**LIST OF TASKS**
a) Reproduce the UTANG passage word for word, starting at "The UTANG began" and ending at "more frequently utilized.".
b) Answer these questions using the UTANG passage:
(i) In what year were the KC-135R aerial refuelers assigned to Utah?
(ii) How many Soviet-made MIG-15 aircraft did Capt. Cliff Jolley shoot down?
(iii) In what month and year did the Wing transfer to the Air Mobility Command?

**PASSAGE SHOWN**
# # # # # # #

The UTANG began as a fighter/bomber unit, and its mission has changed three times since 1946. The type of aircraft flown by the Wing has changed seven times. The current aircraft are KC-135R aerial refuelers, which were assigned to Utah in 1978 when the 151st ARW became part of the Strategic Air Command.

The Wing transferred to the Air Mobility Command in June 1992. Since then, the aircraft’s cargo and personnel transportations capabilities have been more frequently utilized.

Historical examples of federal services are numerous. Many UTANG members were called to serve 21 months during the Korean Conflict. Flying F-86 fighter aircraft, 10 pilots flew more than 100 missions each. One UTANG pilot, Capt. Cliff Jolley, shot down seven Soviet-made MIG-15 aircraft and became the first Air Guard “Ace” of the Korean Conflict. Two Utah pilots were killed during this conflict.

During the Middle East crisis in August 1990, UTANG members were some of the first to volunteer in support of Operation Desert Shield/Storm. UTANG’s support of this operation continued well into 1991. Since that time members have supported national drug-interdiction activities and have provided air refueling for tactical and transportation aircraft supporting military activities involving Bosnia, Kosovo and Southwest Asia. Additionally, members of the UTANG supported the Salt Lake 2002 Winter Olympics in various capacities.

The UTANG continued distinctive federal service during 2010 with missions around the globe in support of Operations Enduring Freedom, Iraqi Freedom and Noble Eagle. The UTANG also supported numerous NATO operations, Air Expeditionary Forces (AEF) rotations, as well as missions supporting 1st Air Force, Southern Command and Africa Command.

Critical personnel resources needed to accomplish these and other UTANG missions were supported through recruiting, retention, workforce-diversity and family-readiness programs directed by headquarters leaders.

Local communities also saw continuing benefits from the UTANG. Activities included Sub-for-Santa, blood drives, Freedom Academy, Adopt-a-School program, Scouting for Food and other service projects throughout the year. The UTANG continues to maintain its high state of readiness should the State of Utah need support during a natural disaster, civil disturbance or major event.

# # # # # # #

Coordinate annotation records
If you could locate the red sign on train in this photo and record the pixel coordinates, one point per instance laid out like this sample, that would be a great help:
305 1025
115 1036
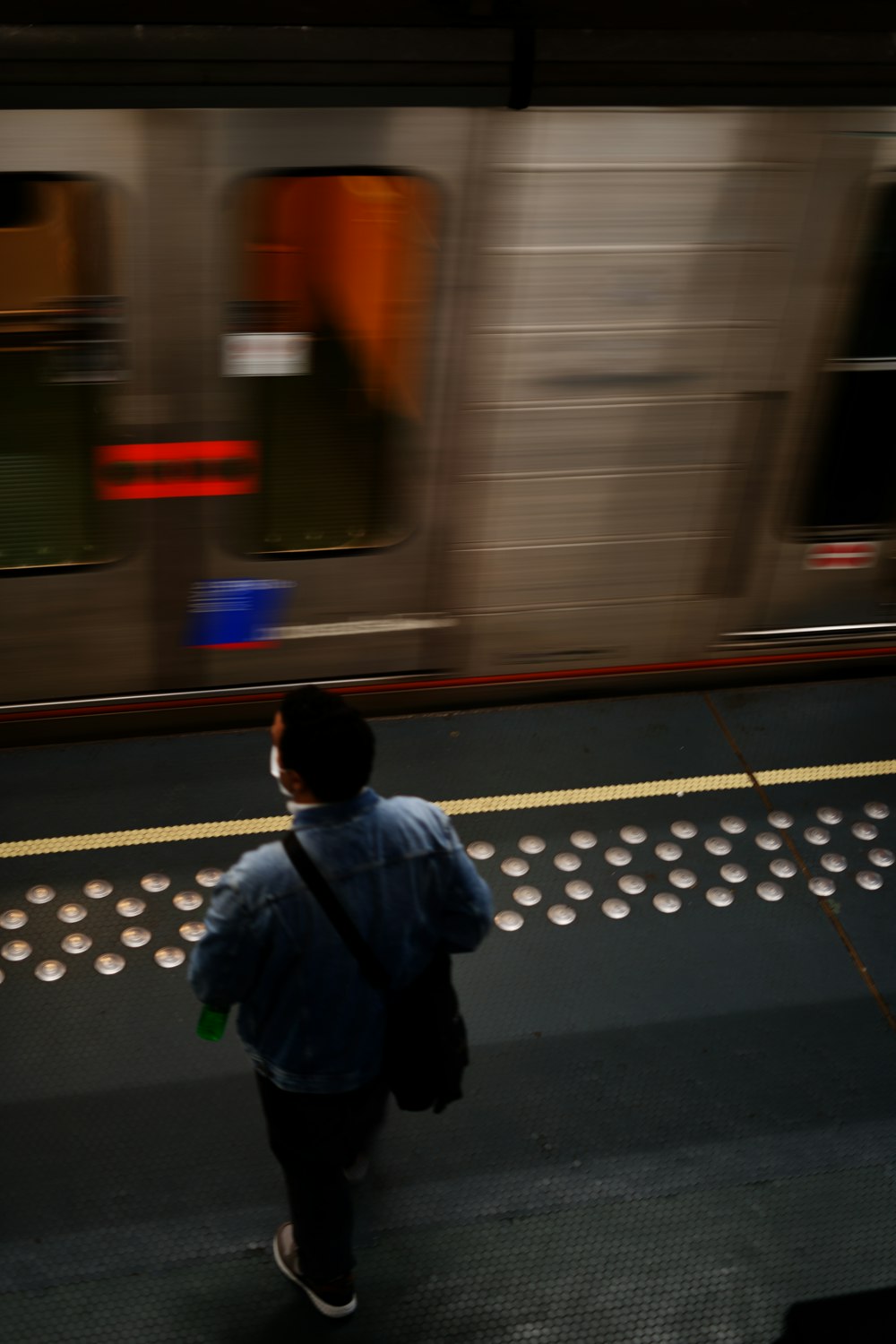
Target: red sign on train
841 556
169 470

# # # # # # #

**SOLUTIONS FOR EACH TASK**
a)
The UTANG began as a fighter/bomber unit, and its mission has changed three times since 1946. The type of aircraft flown by the Wing has changed seven times. The current aircraft are KC-135R aerial refuelers, which were assigned to Utah in 1978 when the 151st ARW became part of the Strategic Air Command.

The Wing transferred to the Air Mobility Command in June 1992. Since then, the aircraft’s cargo and personnel transportations capabilities have been more frequently utilized.

b)
(i) 1978
(ii) Seven
(iii) June 1992